#### [Provided records]
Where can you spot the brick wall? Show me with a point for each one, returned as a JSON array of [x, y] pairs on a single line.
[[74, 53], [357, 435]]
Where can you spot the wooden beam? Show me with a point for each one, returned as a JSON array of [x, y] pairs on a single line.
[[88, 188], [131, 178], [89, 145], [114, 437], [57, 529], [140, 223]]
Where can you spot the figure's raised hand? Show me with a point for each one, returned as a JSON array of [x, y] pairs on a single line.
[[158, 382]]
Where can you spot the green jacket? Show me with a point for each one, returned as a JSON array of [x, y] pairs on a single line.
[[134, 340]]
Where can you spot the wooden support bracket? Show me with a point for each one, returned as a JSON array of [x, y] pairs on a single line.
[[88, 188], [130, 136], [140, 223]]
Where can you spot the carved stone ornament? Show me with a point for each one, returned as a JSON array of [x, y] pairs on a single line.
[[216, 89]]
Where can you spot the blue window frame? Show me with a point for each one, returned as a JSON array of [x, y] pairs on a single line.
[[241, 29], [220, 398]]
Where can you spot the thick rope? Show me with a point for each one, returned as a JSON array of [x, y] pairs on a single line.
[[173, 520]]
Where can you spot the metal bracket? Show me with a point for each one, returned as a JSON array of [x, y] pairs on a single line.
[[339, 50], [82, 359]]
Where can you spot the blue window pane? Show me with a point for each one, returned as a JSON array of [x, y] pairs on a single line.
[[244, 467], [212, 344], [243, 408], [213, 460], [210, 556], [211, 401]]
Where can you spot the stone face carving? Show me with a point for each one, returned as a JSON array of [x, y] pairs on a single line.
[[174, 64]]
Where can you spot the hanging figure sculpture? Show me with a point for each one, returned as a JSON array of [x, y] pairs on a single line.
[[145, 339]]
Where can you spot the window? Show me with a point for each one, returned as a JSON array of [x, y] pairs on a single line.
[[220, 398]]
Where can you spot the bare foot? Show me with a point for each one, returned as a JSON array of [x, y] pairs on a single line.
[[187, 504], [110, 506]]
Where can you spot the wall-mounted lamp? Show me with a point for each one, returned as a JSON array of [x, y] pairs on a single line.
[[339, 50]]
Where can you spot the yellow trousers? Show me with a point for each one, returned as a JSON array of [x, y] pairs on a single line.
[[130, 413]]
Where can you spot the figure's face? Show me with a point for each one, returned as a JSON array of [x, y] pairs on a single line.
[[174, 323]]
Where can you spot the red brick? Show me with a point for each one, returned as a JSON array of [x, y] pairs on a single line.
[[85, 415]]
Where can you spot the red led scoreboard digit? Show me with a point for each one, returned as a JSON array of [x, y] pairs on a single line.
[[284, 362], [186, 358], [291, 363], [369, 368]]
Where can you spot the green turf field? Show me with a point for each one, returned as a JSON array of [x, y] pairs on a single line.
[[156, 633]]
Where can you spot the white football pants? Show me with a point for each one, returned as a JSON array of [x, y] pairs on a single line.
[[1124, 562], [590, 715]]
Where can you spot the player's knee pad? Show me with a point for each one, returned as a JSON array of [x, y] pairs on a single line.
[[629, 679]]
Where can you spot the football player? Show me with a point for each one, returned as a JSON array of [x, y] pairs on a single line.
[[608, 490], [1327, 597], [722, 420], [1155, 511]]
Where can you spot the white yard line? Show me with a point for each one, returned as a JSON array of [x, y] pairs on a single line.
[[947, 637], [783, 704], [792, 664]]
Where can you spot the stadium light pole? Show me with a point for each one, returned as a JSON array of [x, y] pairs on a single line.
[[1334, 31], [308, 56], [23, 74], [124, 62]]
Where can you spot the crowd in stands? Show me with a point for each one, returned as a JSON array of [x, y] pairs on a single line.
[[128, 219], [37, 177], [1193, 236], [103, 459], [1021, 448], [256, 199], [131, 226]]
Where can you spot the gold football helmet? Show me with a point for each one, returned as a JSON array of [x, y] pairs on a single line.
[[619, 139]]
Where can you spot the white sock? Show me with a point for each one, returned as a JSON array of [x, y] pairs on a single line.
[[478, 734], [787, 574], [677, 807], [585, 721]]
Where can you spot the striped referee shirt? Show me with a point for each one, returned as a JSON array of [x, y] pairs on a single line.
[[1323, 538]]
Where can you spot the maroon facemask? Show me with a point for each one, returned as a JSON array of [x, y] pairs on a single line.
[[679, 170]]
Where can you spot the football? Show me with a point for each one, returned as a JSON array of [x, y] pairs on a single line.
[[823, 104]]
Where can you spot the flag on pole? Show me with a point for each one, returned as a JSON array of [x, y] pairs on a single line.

#### [Assignment]
Every entry above should be written out again, precisely.

#### [Reply to the task]
Where can you spot the brick wall? Show me with a point for each one, returned as a JSON array of [x, y] pairs on a single line.
[[74, 53], [357, 435]]
Where can you spot the wooden beam? Show me with a point for each one, returned as a JSON array of [x, y] pairs on a single line.
[[88, 188], [131, 178], [89, 145], [114, 437], [57, 529], [140, 223]]
Where can you spot the figure's raised hand? Show me with a point for each one, returned as a JSON array of [x, y] pairs on a single line.
[[158, 382]]
Where can you spot the green jacket? Show me with a point for each one, returned as a JSON array of [x, y] pairs on a single line.
[[134, 340]]
Where can you spot the wooden support bracket? Show me with a point for each one, returned as a JSON array of [x, y] pairs on a single line.
[[88, 188], [130, 136], [140, 223]]
Where can you spot the carved stone ornament? Show me with a point for each one, returned as a JSON array of [x, y] pairs on a single line.
[[216, 89]]
Where can you spot the blue window frame? Show me with a point for each one, returned as a JSON array of [x, y] pairs on a single line.
[[241, 29], [220, 398]]
Where can you spot the thick rope? Show me with a point for each one, returned as a JSON array of [x, y] pairs on a single line.
[[173, 520]]
Where can you spot the metal bracket? Show me with a point for each one, returned as a JSON array of [x, y] pairs on a single line.
[[339, 50], [82, 359]]
Where can you spot the blue window pane? Show me with a point for each one, returned as a JSON array of [x, y] pairs on a single line.
[[244, 467], [212, 344], [243, 408], [213, 460], [210, 556], [211, 401]]
Where can you spot the stone face carving? Show me with a point for each one, returned as a JSON array of [x, y] pairs on a single line.
[[174, 64]]
Where can you spot the hanging figure sculpture? Show me with a point for each one, returned as a JSON array of [x, y] pairs on a single line.
[[145, 339]]
Where can you spot the window? Show me with a point for each one, returned as a JSON array of [x, y] pairs on a single line.
[[220, 398]]
Where can you spot the bare foot? Show me with a point for each one, returned as a JSON array of [x, y] pairs on a single line.
[[187, 504], [110, 506]]
Where can you spot the wall-mounted lamp? Show me with a point for each one, returned as a JSON array of [x, y] pairs on a single line.
[[339, 50]]
Where can you spot the yellow trousers? Show me with a point for each one, returned as a JSON array of [x, y] pairs on a single line.
[[130, 413]]
Where can you spot the figure's face? Show me with a point for each one, returned as a JSON array of [x, y] pairs on a single line.
[[174, 323]]
Where can you spot the red brick? Show me with a point for each one, returned as a JSON array of [x, y] pairs on a single line.
[[85, 415]]
Where can you spot the red led scoreboard digit? Show me with a point for each one, returned as a JSON array of [x, y] pairs on a single line.
[[284, 362], [186, 358], [291, 363], [369, 368]]
Where can you spot the green turf field? Show me with a point for each one, returned as a JSON array of [x, y] pairs on a single line.
[[156, 633]]
Where can you spot the white football pants? Show me with a point for each one, returned as a JSON array of [x, y] pairs on a single line.
[[1124, 562], [590, 715]]
Where can you spot the player's knee pad? Show me with a point for each one, returned as a JSON array of [x, y] pairs on a single line.
[[629, 679]]
Where can you spot the football player? Show me with a point for each one, returned as a JSON array of [x, y] pairs on a single line.
[[608, 490], [1327, 597], [722, 420], [1155, 511]]
Where can you spot the white yard line? Show me with a point for each one, returned as a JSON array of [x, y] pairs on a single line.
[[947, 637], [783, 704], [792, 664]]
Where can you spot the stadium light pole? Show me with a point for each one, returned as a JSON array of [x, y] pairs on a single line.
[[1334, 31], [308, 56], [23, 74], [124, 62]]
Where can you spot the crowd in stands? Show me with a point for each one, returned as a JSON array of [x, y] pairs on a single line.
[[128, 219], [37, 177], [1193, 236], [103, 459], [1021, 448], [256, 199], [131, 226]]
Where can you spot the gold football helmet? Show me with a point for each one, returned as a JSON array of [x, y] pairs on a single line.
[[619, 139]]
Where can you spot the white sock? Show me with a point for each one, returned as a JSON array of [x, y] pairs on a single line.
[[478, 734], [787, 574], [677, 807], [585, 721]]
Where can you spot the striped referee shirt? Show me with a point for each one, returned as a JSON array of [x, y] pairs on a single line.
[[1323, 538]]
Where can you spot the maroon facemask? Show me with a point for each one, returned as a JSON array of [x, y] pairs on a single line.
[[679, 170]]
Where can you spot the football? Show me with a point for each one, returned as a JSON array of [x, y] pairs on a single line.
[[823, 104]]
Where can you spot the flag on pole? Show me with a point for each one, returned as a JSON array of [x, y] pairs on a single line.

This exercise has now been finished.